- TEXT PROVIDED
Hybridization protocol
Prior to hybridization, arrays were incubated for 30-45 min at 42°C in a prehybridization solution (50% formamide, 5x saline sodium citrate (SSC), 0.1% sodium dodecyl sulphate (SDS), 0.1mg/mL BSA). The vacuum dried targets (both reference and treatment target) were resuspended in a hybridization solution (50% formamide, 5x SSC, 0.1% SDS, 0.1mg/mL BSA and 0.1mg/mL sheared salmon sperm) and denaturated at 95°C. The cooled targets were subsequently applied onto the prehybridized slides and incubated overnight at 42°C. After hybridization, arrays were washed in solutions with increasing stringency (decreasing concentrations of SSC and SDS) and dried with N2.
Scan protocol
Scanning and analysing of the slides was performed using the Genepix personal 4100 Scanner and Genepix pro Software (both Axon instruments, USA). Cy3 and Cy5 fluorescent signals were scanned at respectively 532 and 635nm and the PMT (photomultiplier tube) values were adjusted to reach a ratio (Cy5/Cy3) around 1. Spots were identified and ratio’s quantified by means of the Genepix software 5.0 (Axon Instruments).
Description
Hybridization: Mixture_0_062TUFlu_0_185TUPyr versus Reference sample
Data processing
Prior to the actual statistical analysis, the quality of the microarray spots was assessed. Over-saturated spots and bad quality spots identified during the feature identification process (visual inspection of the slides) were excluded from further analysis. Hereafter, a local background correction was performed on these datasets (BASE). Those spots with foreground levels lower than the background levels for both channels were excluded from the analysis. Spots for which the foreground was smaller than the mean (local) background ±2 standard deviations for both channels were given a ‘weight’ of 0.1. All other included spots are given a weight of 1. Subsequently, microarray datasets were normalized using the variance stabilizing normalization (VSN) (Huber 2002). The significantly differentially expressed genes (between control and treatment) were statistically determined using LIMMA (LInear Model for Microarray Analysis) (Smyth 2004). Results were corrected for multiple testing using the false discovery rate (FDR) and differential gene expression was detected in probes with p<0.05. An additional threshold which was taken into account is the fold induction cut-off (Log2) of (-)0.85. In conclusion, genes with fold inductions outside these thresholds and p-values below 0.05 were selected as differentially expressed.

- EXERCISE SET
(A) List the components of the prehybridization solution, with their concentrations, as given in the microarray protocol.
(B) According to the scan protocol, why were the PMT values adjusted when the slides were scanned?

- DATA PROVIDED
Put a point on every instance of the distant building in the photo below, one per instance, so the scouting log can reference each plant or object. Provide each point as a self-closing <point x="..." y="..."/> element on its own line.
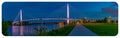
<point x="109" y="19"/>
<point x="92" y="21"/>
<point x="84" y="19"/>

- YOUR RESPONSES
(A)
- 50% formamide
- 5x saline sodium citrate (SSC)
- 0.1% sodium dodecyl sulphate (SDS)
- 0.1 mg/mL BSA

(B) The Cy3 and Cy5 fluorescent signals were scanned at 532 and 635 nm. The PMT (photomultiplier tube) values were adjusted so that the Cy5/Cy3 ratio came out around 1.